Print verbatim every line starting at the one that contains "Target phrase = bare tree" and ending at the final line of the records; include both endpoints.
□ □ □ □
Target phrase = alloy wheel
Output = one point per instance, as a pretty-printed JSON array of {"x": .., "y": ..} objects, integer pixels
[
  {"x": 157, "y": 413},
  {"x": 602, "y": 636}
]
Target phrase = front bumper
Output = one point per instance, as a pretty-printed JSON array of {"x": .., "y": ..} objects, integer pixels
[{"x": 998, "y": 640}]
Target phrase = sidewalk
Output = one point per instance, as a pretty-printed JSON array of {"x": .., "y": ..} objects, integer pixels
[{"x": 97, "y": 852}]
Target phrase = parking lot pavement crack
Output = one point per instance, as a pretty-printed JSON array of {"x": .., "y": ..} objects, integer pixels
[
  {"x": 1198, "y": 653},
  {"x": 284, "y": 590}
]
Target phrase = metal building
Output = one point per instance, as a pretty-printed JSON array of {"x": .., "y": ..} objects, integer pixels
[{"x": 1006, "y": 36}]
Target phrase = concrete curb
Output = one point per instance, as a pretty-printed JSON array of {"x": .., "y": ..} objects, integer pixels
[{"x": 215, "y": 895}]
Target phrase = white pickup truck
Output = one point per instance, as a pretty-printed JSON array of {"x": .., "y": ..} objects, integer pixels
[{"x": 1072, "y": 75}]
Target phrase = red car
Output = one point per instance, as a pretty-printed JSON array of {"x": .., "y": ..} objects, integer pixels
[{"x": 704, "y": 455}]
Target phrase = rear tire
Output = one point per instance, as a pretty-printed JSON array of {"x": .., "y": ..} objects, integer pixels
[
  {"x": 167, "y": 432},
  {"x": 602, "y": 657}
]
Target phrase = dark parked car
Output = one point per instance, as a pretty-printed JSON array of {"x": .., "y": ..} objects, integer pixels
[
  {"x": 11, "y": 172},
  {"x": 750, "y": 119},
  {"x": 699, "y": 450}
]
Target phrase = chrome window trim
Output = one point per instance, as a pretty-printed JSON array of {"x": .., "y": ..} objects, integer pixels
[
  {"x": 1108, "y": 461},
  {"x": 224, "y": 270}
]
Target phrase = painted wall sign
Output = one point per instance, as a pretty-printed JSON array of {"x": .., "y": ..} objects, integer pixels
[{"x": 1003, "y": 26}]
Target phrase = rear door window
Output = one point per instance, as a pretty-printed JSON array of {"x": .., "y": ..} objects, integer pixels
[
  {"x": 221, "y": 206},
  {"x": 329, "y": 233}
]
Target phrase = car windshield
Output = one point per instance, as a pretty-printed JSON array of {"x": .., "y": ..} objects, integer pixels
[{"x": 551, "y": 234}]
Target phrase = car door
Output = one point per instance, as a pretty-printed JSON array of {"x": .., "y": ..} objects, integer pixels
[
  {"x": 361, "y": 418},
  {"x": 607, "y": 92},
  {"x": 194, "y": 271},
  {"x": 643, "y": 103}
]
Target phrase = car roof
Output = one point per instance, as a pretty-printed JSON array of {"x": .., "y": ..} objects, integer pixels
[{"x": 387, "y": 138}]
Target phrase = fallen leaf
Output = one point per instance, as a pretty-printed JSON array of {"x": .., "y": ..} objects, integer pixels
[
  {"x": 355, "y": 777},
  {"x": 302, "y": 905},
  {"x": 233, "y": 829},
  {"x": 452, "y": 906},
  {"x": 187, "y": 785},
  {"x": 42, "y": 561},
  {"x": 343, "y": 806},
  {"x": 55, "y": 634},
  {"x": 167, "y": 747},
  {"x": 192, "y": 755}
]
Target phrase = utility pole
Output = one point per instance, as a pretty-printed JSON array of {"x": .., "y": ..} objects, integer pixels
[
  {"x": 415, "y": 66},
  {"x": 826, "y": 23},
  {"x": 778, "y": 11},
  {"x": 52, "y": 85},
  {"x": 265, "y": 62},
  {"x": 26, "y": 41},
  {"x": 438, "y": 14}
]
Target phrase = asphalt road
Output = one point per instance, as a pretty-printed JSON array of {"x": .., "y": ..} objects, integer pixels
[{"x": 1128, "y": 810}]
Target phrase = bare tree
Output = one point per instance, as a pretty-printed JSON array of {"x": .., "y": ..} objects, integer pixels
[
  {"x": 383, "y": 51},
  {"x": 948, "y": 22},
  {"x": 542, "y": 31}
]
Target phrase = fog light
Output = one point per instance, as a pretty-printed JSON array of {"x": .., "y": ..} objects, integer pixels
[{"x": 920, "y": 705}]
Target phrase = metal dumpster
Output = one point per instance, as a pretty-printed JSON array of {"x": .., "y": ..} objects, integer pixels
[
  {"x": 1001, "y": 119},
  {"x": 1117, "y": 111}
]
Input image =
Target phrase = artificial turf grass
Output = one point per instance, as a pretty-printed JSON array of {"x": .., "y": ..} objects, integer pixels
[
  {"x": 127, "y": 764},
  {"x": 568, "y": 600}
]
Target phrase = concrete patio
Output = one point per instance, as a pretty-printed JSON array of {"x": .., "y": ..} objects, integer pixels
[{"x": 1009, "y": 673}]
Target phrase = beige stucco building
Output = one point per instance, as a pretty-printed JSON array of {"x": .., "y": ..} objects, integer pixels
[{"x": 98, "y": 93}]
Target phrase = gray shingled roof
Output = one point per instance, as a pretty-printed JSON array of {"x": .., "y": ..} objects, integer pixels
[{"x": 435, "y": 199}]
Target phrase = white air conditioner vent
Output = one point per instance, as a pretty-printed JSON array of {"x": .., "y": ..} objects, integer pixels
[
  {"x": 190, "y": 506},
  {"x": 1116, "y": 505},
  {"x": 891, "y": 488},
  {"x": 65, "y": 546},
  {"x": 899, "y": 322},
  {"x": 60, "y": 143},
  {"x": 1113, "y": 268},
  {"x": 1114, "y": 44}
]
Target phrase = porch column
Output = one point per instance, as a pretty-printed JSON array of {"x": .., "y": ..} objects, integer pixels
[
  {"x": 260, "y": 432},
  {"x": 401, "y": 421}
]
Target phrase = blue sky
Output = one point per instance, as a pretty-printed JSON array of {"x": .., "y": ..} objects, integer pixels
□ □ □ □
- _Solved exercise_
Target phrase = bare tree
Output = one point per instance, as a pretty-printed JSON array of {"x": .., "y": ..} objects, integer pixels
[
  {"x": 383, "y": 51},
  {"x": 948, "y": 22},
  {"x": 542, "y": 31}
]
Target phrase = fog light
Output = one point per instance, as a pretty-printed JSON array of {"x": .., "y": ..} objects, integer pixels
[{"x": 920, "y": 705}]
Target phrase = metal dumpster
Output = one point per instance, as a pretty-printed JSON array of {"x": .., "y": ..} objects, integer pixels
[
  {"x": 1001, "y": 119},
  {"x": 1117, "y": 111}
]
Input image =
Target phrase = artificial turf grass
Output = one point per instance, as a pretty-printed JSON array of {"x": .., "y": ..} objects, integer pixels
[
  {"x": 127, "y": 764},
  {"x": 568, "y": 600}
]
Target phrase = concrete patio
Output = one point per instance, as a pretty-printed JSON array of {"x": .., "y": ..} objects, integer pixels
[{"x": 1009, "y": 673}]
Target phrase = beige stucco building
Output = one point per instance, as a pretty-printed JSON array of {"x": .., "y": ..} objects, integer pixels
[{"x": 98, "y": 93}]
Target phrase = gray shingled roof
Output = one point per instance, as a pretty-printed JSON array of {"x": .., "y": ..} objects, integer pixels
[{"x": 435, "y": 199}]
Target phrase = white air conditioner vent
Output = one point per instance, as a pretty-printed JSON array of {"x": .., "y": ..} objects, integer pixels
[
  {"x": 190, "y": 506},
  {"x": 1116, "y": 505},
  {"x": 891, "y": 488},
  {"x": 65, "y": 546},
  {"x": 899, "y": 322},
  {"x": 60, "y": 143},
  {"x": 1113, "y": 268},
  {"x": 1114, "y": 44}
]
Target phrase = porch column
Output = one point per instance, as a pretty-printed JSON array of {"x": .., "y": ..} objects, integer pixels
[
  {"x": 260, "y": 432},
  {"x": 401, "y": 421}
]
Target phrase = blue sky
Output = one point per instance, as a pretty-printed JSON array of {"x": .., "y": ..} objects, integer pixels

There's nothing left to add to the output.